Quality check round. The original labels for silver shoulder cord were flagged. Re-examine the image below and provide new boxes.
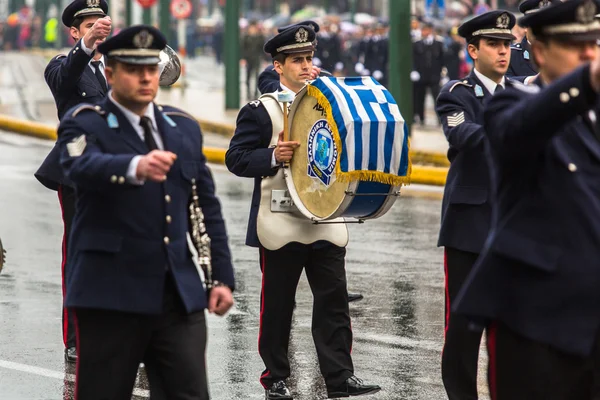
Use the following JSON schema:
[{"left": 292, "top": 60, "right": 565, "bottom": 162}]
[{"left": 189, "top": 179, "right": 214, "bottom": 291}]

++++++++++++++++++++

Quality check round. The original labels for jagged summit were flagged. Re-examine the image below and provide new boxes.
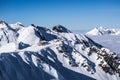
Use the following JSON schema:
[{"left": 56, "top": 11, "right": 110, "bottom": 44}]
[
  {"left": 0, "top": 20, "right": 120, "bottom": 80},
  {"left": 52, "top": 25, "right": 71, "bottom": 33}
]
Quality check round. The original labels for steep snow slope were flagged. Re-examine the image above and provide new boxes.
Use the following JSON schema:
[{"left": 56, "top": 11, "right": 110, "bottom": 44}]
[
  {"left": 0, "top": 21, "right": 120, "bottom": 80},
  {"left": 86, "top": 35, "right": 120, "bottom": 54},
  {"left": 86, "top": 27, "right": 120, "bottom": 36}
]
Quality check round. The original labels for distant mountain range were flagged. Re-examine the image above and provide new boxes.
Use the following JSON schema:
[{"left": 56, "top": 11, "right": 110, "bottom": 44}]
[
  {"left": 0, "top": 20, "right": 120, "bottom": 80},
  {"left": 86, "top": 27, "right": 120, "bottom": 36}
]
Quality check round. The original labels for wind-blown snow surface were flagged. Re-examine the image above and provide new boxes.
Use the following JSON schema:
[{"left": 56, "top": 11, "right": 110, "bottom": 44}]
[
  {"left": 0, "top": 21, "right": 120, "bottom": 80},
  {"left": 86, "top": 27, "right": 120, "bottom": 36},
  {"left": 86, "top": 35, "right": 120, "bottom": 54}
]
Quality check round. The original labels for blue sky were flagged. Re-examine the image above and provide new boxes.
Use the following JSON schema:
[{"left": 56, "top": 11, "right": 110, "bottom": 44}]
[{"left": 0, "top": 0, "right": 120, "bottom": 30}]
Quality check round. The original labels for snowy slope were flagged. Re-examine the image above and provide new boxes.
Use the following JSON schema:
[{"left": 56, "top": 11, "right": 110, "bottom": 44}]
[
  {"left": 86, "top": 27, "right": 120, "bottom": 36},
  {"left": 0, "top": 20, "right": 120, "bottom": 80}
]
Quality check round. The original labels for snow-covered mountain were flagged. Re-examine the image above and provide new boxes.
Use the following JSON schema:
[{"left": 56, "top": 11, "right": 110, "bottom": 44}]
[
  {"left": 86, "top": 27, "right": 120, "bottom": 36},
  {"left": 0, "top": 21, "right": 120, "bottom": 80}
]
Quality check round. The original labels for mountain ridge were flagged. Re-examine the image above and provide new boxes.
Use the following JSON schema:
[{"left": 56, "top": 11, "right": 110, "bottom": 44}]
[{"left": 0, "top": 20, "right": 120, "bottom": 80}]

++++++++++++++++++++

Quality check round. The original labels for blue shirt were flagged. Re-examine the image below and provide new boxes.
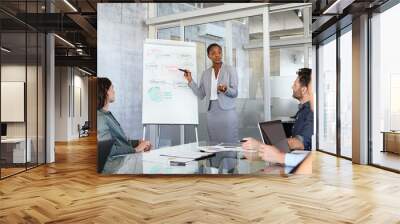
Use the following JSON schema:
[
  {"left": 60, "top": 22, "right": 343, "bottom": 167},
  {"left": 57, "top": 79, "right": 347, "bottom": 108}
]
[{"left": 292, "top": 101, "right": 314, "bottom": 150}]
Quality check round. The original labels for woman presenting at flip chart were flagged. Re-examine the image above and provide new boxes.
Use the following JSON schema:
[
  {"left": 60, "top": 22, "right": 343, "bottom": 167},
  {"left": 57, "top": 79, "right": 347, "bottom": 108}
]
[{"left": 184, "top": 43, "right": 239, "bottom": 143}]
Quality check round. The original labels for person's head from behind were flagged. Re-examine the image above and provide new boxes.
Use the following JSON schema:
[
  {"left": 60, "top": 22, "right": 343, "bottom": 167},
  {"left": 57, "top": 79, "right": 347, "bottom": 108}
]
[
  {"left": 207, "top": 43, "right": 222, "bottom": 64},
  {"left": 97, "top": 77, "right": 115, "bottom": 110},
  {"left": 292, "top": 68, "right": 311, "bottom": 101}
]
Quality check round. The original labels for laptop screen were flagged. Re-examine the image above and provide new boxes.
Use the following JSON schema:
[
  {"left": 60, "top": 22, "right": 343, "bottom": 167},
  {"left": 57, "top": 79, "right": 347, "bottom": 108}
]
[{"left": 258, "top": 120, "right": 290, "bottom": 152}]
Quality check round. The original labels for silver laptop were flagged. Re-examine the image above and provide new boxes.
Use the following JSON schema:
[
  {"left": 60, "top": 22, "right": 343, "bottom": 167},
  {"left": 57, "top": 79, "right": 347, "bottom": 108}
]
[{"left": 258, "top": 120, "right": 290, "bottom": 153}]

++++++++++++++++++++

Show every line of the listing above that contains the word "silver", matching case exactly.

Quality check round. The original labels for silver shoulder cord were flagged. Re-examine the image below and provide new boxes.
Quality check round. The original labels for silver laptop were flagged. Re-examine the image above and provide new boxes.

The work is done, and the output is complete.